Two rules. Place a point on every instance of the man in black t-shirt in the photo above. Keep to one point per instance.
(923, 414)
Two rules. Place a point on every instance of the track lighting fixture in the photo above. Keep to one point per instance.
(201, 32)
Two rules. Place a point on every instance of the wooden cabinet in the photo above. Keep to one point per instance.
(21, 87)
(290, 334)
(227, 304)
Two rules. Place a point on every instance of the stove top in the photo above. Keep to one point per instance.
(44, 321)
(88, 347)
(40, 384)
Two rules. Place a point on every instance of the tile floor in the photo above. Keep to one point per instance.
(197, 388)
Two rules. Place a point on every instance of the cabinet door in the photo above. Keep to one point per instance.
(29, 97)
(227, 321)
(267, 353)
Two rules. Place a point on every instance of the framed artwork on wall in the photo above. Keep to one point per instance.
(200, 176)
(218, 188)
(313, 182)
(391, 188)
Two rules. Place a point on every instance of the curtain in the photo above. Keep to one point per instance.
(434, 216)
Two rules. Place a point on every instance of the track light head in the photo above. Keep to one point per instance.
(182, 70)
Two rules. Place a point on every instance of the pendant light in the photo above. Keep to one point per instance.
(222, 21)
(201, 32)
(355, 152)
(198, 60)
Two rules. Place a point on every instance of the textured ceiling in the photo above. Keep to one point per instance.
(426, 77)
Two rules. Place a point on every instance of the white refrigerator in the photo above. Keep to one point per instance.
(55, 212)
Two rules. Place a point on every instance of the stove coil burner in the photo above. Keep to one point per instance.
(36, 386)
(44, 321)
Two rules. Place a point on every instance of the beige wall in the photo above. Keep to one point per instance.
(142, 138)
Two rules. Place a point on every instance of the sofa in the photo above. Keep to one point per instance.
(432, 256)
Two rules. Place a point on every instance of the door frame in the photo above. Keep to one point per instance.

### [Work to complete]
All of the data should be retyped exactly.

### [Answer to the exercise]
Two rules. Place a point on every instance of the man in black t-shirt in the photo above. Keep to one point per instance.
(923, 414)
Two rules. Place a point on every instance of the track lighting fixture in the photo above. Keep to one point per instance.
(201, 32)
Two rules. Place a point on every instance of the wooden cabinet in the photo above. Keep to one point per instance.
(21, 87)
(290, 334)
(227, 304)
Two rules. Place a point on every instance of the stove top in the photo above. Keep to one point per instance.
(44, 321)
(88, 347)
(40, 384)
Two rules. Place a point on every instance of the tile floor in the photo above. Keep to one point per instance.
(197, 388)
Two rules. Place a point on every instance of the cabinet door in the photo above. Keep to one point per instance.
(29, 97)
(227, 321)
(267, 353)
Two rules. Place a point on every instance of the framed artwork on wall in the photo above. Keep to one point per instance.
(200, 176)
(218, 188)
(313, 182)
(391, 188)
Two rules. Place a point on every instance of the curtain in the photo above. Keep to one point per instance.
(434, 216)
Two rules. Place a point on every instance of the track light head in the photo above. Keep to one point per instance.
(182, 70)
Two rules. Place a point on every instance of the pendant light in the photo above. Keep to one point per instance.
(222, 21)
(201, 32)
(355, 152)
(198, 60)
Two rules. Place a point on every instance of the textured ceiling in the photo above. Keep to one point per instance.
(426, 77)
Two rules. Place a point on every instance of the white refrigerator in the photo above. Keep to one point per instance.
(55, 212)
Two rules. Place a point on every instance of the stove coil burner in the photo above. Keep to one point per instance.
(36, 386)
(44, 321)
Two rules. Place a point on every instance of the beige wall in the photo above. Keep to one point per instance.
(142, 138)
Two rules. Place a point on every instance of the sofa in the photo above. Keep to one point per instance.
(432, 256)
Two rules. Place a point on every instance of the door frame in the photo above. Keep to one point per instance.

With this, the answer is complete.